Scan the records below for the string "garment" and return every line where it appears.
[Start of section]
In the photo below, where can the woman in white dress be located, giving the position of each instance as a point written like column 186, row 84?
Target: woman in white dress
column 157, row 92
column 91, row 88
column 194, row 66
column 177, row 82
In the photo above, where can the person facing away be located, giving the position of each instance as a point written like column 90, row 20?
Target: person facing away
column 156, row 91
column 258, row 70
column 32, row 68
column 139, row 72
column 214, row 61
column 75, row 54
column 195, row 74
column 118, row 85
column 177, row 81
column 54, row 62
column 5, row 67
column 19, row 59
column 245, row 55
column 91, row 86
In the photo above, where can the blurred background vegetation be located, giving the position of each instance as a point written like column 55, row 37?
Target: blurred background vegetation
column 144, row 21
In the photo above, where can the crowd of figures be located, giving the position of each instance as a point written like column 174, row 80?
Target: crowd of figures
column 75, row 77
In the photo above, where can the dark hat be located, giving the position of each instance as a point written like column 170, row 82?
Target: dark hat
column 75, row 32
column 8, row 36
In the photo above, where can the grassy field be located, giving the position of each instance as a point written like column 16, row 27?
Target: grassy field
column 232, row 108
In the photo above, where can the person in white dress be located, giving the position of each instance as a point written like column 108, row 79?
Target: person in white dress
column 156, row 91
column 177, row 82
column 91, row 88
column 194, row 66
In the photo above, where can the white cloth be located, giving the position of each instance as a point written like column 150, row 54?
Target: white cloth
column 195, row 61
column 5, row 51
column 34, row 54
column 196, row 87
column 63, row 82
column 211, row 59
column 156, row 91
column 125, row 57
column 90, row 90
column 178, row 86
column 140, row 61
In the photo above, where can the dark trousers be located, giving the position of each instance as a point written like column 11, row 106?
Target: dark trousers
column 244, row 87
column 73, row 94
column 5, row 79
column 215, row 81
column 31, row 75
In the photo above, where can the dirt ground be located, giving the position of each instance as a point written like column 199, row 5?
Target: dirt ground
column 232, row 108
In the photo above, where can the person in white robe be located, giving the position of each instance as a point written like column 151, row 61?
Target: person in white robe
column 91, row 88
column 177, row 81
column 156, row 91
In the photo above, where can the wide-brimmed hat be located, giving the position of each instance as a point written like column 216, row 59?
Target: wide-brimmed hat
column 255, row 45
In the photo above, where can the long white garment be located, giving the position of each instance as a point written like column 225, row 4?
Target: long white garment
[End of section]
» **TASK RESPONSE**:
In the photo above, where can the long white garment be located, giving the position of each instance as a point written like column 225, row 4?
Target: long white garment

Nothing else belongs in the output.